What you have to do: How many of the lines below contain the string "green" with matching case? Reply with the number alone.

begin Available records

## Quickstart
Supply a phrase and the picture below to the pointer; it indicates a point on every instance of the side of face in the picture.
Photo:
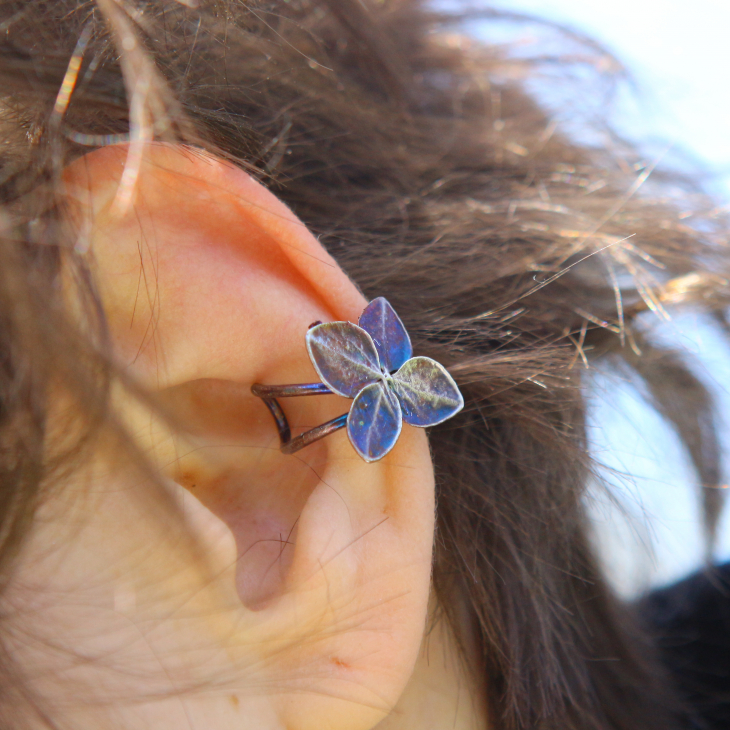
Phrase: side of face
(223, 583)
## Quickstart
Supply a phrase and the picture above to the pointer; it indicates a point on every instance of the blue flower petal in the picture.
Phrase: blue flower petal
(374, 422)
(428, 394)
(388, 333)
(344, 357)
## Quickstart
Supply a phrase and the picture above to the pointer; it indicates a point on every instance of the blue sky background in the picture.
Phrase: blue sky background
(679, 55)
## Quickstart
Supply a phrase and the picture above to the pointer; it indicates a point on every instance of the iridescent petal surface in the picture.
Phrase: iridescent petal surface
(428, 394)
(374, 422)
(384, 326)
(344, 357)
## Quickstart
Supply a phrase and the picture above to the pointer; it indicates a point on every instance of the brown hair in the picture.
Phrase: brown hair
(513, 254)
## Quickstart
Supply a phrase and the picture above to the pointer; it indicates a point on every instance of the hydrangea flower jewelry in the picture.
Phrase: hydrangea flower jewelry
(372, 363)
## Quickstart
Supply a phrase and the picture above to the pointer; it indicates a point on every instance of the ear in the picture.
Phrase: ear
(209, 284)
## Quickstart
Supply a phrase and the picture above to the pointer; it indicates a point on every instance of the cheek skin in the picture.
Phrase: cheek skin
(300, 583)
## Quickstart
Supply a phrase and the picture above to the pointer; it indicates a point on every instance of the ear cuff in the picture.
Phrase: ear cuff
(371, 362)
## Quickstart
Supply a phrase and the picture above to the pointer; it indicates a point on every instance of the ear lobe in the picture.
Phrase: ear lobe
(209, 284)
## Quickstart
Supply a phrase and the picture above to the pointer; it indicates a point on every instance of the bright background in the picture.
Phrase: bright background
(679, 55)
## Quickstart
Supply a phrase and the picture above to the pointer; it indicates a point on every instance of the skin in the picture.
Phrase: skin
(227, 586)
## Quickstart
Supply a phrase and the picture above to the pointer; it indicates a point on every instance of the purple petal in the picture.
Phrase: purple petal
(388, 333)
(344, 357)
(374, 422)
(428, 394)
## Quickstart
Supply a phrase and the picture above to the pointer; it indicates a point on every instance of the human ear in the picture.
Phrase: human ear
(209, 283)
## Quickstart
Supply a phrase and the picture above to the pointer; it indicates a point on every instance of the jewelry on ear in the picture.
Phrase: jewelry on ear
(372, 363)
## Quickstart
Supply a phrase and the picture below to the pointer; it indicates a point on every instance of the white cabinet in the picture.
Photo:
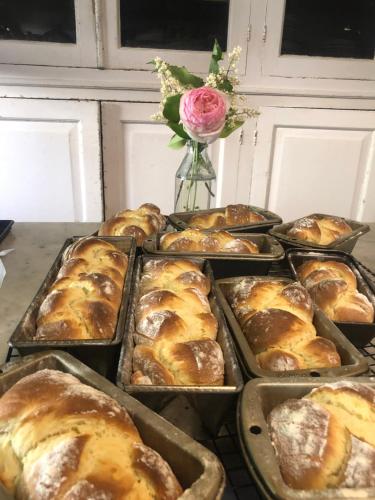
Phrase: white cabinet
(139, 167)
(78, 50)
(50, 161)
(315, 160)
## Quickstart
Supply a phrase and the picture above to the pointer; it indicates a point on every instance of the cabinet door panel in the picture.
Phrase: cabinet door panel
(140, 168)
(50, 167)
(315, 161)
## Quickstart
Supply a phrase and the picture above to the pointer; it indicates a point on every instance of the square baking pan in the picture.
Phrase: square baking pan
(346, 243)
(198, 470)
(211, 402)
(226, 264)
(259, 397)
(180, 220)
(359, 334)
(353, 363)
(101, 354)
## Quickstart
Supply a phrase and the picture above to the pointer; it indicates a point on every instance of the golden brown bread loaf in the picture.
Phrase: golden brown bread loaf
(233, 215)
(333, 287)
(319, 230)
(326, 440)
(276, 320)
(84, 301)
(195, 240)
(63, 440)
(175, 330)
(139, 223)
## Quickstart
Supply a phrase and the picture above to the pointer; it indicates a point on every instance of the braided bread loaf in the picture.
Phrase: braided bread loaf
(139, 223)
(320, 230)
(175, 328)
(276, 319)
(63, 440)
(83, 302)
(234, 215)
(327, 439)
(333, 287)
(195, 240)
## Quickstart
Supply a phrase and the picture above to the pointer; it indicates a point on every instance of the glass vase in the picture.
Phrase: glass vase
(195, 184)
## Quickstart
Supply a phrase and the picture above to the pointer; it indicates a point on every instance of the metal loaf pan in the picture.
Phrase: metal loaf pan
(226, 264)
(359, 334)
(101, 355)
(346, 243)
(259, 397)
(210, 402)
(353, 363)
(180, 220)
(198, 470)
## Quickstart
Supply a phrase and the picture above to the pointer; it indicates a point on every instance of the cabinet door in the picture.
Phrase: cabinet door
(135, 32)
(50, 161)
(140, 168)
(319, 39)
(315, 160)
(42, 32)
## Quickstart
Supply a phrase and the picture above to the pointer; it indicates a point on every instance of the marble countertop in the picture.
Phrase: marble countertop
(36, 246)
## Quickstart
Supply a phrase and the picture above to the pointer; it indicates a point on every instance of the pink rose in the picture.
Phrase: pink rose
(202, 112)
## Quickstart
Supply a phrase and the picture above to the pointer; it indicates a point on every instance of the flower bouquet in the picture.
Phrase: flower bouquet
(199, 112)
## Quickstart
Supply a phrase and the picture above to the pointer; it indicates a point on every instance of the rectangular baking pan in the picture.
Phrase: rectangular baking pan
(346, 243)
(198, 470)
(353, 363)
(5, 227)
(210, 402)
(226, 264)
(259, 397)
(359, 334)
(180, 220)
(101, 355)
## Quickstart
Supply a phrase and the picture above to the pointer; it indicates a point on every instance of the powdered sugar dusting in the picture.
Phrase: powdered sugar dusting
(360, 469)
(299, 433)
(50, 472)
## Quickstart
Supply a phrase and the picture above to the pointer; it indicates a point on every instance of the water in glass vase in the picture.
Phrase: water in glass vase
(195, 184)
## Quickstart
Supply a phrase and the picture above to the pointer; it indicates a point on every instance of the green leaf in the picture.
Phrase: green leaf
(177, 142)
(185, 77)
(171, 109)
(226, 86)
(178, 129)
(216, 56)
(227, 130)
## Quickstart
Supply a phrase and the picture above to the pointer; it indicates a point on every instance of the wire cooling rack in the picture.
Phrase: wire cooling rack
(240, 484)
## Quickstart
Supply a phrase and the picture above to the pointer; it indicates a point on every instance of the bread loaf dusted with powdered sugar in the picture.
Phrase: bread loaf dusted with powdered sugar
(326, 439)
(63, 440)
(175, 330)
(276, 320)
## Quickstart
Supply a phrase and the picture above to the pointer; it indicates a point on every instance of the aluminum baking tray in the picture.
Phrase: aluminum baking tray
(198, 470)
(226, 264)
(180, 220)
(353, 363)
(346, 243)
(259, 397)
(101, 355)
(211, 402)
(359, 334)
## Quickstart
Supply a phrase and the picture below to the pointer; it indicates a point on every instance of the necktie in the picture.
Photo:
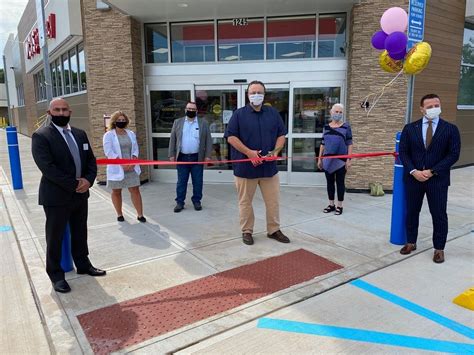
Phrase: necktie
(429, 133)
(74, 152)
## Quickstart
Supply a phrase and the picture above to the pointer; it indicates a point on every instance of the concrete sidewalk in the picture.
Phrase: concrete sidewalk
(172, 249)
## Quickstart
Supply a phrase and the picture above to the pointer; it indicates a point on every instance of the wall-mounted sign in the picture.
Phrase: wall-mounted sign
(240, 22)
(32, 41)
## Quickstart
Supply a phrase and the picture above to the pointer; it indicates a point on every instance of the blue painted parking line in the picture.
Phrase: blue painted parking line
(413, 307)
(367, 336)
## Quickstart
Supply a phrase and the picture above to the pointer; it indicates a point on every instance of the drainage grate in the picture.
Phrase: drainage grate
(131, 322)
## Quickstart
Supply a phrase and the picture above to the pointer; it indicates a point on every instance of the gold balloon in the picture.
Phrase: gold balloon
(388, 64)
(417, 58)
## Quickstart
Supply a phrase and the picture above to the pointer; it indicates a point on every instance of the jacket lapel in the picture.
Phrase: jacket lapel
(60, 138)
(439, 131)
(419, 132)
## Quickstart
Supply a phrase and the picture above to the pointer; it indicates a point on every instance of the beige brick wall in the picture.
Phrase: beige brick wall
(112, 44)
(375, 132)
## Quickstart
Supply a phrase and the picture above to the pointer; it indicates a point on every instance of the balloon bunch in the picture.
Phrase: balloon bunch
(393, 41)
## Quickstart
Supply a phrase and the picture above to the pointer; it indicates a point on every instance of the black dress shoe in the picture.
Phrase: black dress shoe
(61, 286)
(92, 271)
(247, 238)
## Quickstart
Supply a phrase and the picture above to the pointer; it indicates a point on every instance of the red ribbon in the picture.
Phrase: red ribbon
(216, 162)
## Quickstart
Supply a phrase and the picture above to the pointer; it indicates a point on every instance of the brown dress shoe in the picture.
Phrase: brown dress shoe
(438, 256)
(407, 248)
(278, 235)
(247, 238)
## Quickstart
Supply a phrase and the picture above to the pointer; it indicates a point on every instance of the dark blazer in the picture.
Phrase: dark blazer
(205, 140)
(440, 156)
(52, 156)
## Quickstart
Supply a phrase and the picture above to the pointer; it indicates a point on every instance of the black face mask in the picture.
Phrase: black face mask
(60, 121)
(120, 124)
(191, 114)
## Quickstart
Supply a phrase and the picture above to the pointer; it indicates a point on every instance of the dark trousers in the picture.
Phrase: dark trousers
(437, 202)
(196, 171)
(57, 218)
(336, 177)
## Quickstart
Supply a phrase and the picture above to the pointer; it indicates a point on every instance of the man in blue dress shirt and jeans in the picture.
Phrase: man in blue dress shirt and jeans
(255, 131)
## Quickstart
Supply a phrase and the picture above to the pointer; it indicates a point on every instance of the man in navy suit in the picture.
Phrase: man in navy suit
(429, 148)
(68, 167)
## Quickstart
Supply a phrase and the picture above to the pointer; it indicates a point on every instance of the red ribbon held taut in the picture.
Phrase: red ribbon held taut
(215, 162)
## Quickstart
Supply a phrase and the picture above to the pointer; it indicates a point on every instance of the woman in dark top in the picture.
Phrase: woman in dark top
(337, 140)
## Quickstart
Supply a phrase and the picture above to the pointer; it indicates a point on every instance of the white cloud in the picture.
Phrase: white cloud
(10, 15)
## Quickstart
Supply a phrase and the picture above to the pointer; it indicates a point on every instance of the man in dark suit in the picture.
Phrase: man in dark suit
(429, 148)
(190, 141)
(65, 158)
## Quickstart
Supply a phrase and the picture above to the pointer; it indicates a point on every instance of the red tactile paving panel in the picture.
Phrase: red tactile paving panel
(131, 322)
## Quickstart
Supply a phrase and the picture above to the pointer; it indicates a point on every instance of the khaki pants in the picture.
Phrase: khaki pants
(270, 188)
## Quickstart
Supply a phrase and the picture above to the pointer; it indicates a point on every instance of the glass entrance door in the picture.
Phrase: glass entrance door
(304, 108)
(217, 103)
(310, 110)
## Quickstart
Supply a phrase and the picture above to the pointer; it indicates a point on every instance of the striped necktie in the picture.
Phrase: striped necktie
(429, 133)
(74, 152)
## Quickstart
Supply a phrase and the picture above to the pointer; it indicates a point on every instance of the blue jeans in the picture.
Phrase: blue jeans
(196, 171)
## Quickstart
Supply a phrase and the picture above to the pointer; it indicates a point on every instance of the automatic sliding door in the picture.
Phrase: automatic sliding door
(311, 111)
(166, 104)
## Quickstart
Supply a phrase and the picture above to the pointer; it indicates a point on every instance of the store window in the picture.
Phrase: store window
(166, 106)
(240, 39)
(156, 43)
(311, 108)
(291, 37)
(40, 86)
(66, 74)
(59, 77)
(332, 36)
(192, 42)
(82, 68)
(74, 70)
(20, 92)
(466, 82)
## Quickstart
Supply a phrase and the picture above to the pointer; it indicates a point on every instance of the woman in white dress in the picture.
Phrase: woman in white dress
(120, 142)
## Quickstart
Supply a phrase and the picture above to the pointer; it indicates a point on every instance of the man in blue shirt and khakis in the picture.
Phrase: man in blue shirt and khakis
(254, 131)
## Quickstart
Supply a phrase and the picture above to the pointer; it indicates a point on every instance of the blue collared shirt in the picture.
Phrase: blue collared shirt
(424, 126)
(68, 127)
(190, 138)
(258, 130)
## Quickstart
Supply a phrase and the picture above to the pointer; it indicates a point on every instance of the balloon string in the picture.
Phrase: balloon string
(378, 95)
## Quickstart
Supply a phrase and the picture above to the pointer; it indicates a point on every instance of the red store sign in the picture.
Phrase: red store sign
(32, 46)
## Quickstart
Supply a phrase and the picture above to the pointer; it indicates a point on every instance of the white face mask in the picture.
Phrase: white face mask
(256, 99)
(433, 112)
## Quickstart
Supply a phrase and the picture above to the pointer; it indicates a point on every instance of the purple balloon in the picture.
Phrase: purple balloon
(398, 56)
(378, 40)
(396, 42)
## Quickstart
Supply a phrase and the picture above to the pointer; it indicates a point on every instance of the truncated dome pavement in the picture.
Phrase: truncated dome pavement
(131, 322)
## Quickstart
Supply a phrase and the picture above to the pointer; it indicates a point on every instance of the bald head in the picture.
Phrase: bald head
(59, 107)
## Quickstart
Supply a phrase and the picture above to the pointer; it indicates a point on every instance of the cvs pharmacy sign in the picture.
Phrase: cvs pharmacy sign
(32, 46)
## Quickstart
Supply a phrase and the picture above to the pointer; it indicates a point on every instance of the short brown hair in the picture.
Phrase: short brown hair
(427, 97)
(115, 116)
(256, 82)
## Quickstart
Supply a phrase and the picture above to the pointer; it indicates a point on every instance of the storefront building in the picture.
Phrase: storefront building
(148, 58)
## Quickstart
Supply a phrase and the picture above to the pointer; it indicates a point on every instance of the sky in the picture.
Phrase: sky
(10, 14)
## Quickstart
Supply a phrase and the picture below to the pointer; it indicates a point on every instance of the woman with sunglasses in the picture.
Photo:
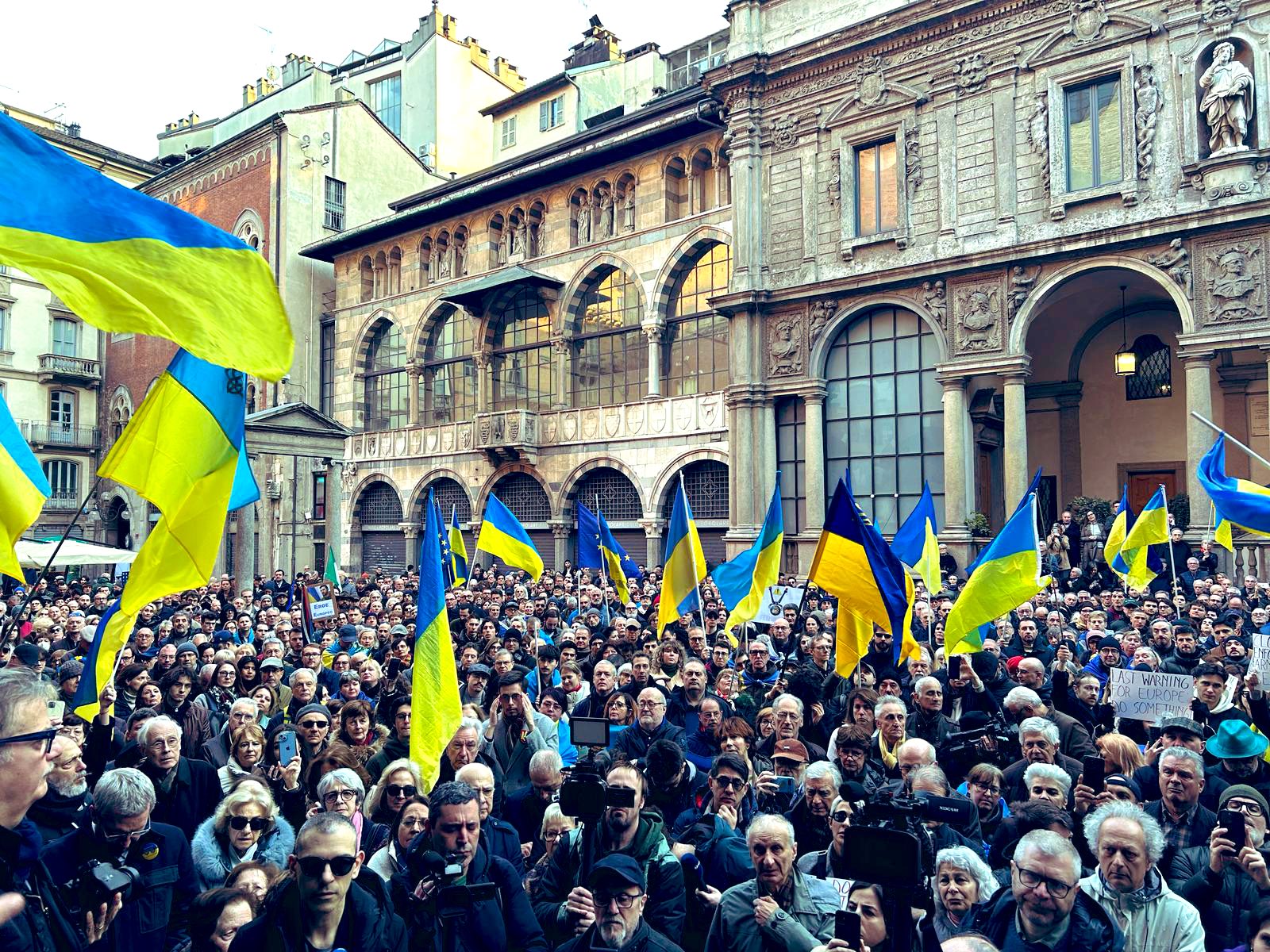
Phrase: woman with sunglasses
(398, 784)
(245, 827)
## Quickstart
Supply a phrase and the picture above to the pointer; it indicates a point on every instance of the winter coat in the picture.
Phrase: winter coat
(368, 923)
(804, 926)
(214, 860)
(1153, 919)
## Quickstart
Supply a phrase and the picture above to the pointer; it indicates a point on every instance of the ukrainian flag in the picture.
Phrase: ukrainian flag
(854, 562)
(918, 543)
(457, 550)
(114, 631)
(23, 490)
(743, 582)
(503, 536)
(184, 452)
(685, 565)
(435, 704)
(1009, 574)
(1240, 505)
(126, 262)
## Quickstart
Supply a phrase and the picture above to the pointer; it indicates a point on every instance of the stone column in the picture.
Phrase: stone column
(1015, 381)
(1199, 438)
(813, 459)
(656, 334)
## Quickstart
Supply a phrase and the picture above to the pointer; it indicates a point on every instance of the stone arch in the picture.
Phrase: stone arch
(1035, 302)
(677, 263)
(852, 309)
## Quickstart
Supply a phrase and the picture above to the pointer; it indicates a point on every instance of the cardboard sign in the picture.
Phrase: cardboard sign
(1149, 696)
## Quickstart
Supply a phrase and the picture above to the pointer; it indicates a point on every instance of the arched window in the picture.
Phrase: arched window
(448, 387)
(884, 416)
(611, 359)
(522, 355)
(696, 336)
(387, 400)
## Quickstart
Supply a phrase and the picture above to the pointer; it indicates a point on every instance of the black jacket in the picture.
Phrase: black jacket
(154, 918)
(368, 923)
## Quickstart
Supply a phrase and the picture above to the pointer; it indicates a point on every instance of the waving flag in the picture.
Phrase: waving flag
(126, 262)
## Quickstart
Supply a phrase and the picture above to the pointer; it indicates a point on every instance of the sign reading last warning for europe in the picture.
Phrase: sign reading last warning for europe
(1149, 696)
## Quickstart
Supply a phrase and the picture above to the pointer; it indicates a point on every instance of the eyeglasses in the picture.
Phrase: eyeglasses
(48, 736)
(314, 866)
(624, 900)
(1032, 880)
(257, 823)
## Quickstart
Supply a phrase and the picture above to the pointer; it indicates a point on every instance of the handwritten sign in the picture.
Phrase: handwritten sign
(1149, 696)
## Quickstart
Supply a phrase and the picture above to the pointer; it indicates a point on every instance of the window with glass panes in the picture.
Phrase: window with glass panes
(522, 355)
(448, 387)
(1094, 148)
(884, 416)
(610, 363)
(387, 384)
(696, 336)
(385, 102)
(876, 194)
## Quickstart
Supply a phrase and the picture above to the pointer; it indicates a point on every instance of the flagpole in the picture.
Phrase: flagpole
(1245, 447)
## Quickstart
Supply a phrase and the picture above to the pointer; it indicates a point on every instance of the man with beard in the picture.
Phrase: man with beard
(620, 898)
(565, 908)
(65, 806)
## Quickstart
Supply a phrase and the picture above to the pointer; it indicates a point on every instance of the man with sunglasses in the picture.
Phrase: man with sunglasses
(121, 833)
(323, 907)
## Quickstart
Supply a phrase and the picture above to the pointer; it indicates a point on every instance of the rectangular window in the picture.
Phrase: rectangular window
(319, 495)
(334, 205)
(1094, 154)
(876, 196)
(552, 113)
(385, 102)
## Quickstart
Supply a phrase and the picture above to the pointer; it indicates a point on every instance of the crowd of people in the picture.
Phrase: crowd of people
(245, 781)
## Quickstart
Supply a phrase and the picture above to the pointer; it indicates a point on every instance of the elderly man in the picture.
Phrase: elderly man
(780, 908)
(122, 833)
(1225, 879)
(1045, 907)
(651, 727)
(1127, 846)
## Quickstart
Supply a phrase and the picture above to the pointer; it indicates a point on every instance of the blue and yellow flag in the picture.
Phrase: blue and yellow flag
(23, 490)
(184, 452)
(1009, 574)
(918, 543)
(126, 262)
(114, 631)
(1238, 505)
(685, 565)
(457, 550)
(743, 582)
(435, 706)
(854, 562)
(502, 536)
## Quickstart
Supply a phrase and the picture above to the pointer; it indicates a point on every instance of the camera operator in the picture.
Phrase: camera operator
(503, 920)
(565, 908)
(780, 908)
(29, 747)
(121, 835)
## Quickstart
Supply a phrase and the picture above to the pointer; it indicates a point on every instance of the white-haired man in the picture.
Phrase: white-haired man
(1128, 885)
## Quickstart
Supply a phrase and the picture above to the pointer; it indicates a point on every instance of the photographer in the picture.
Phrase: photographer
(122, 835)
(565, 908)
(503, 919)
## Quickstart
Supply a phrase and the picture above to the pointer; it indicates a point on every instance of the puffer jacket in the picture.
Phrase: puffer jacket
(1153, 919)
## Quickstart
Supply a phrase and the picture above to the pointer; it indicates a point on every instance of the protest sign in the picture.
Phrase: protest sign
(1149, 696)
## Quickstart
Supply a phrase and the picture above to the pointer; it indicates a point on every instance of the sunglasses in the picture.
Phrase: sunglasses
(314, 866)
(257, 823)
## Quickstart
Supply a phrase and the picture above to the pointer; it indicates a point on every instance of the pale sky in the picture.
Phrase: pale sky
(124, 71)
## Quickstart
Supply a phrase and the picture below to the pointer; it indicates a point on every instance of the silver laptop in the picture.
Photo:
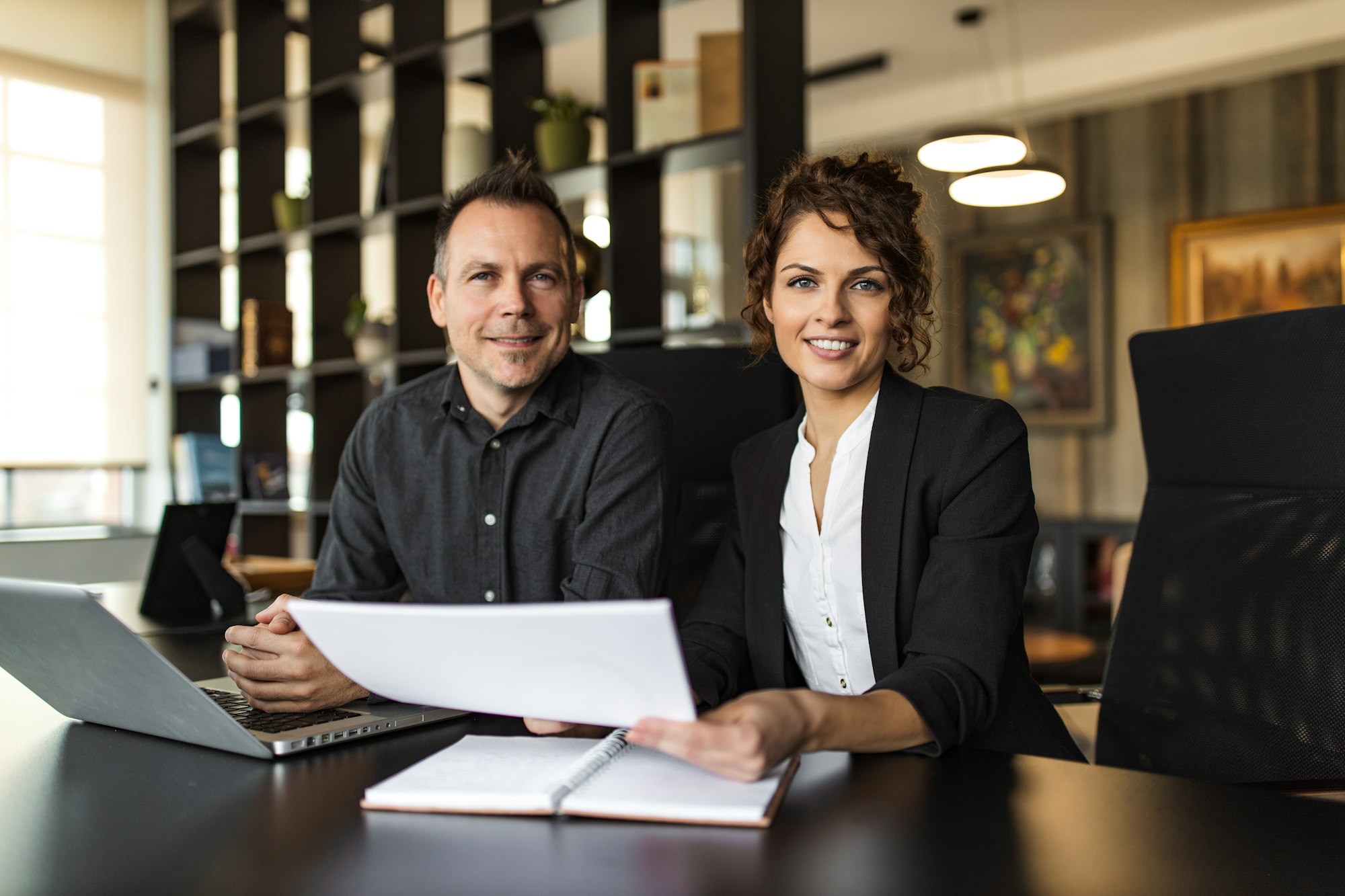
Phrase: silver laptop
(69, 650)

end Available records

Expected answer: 2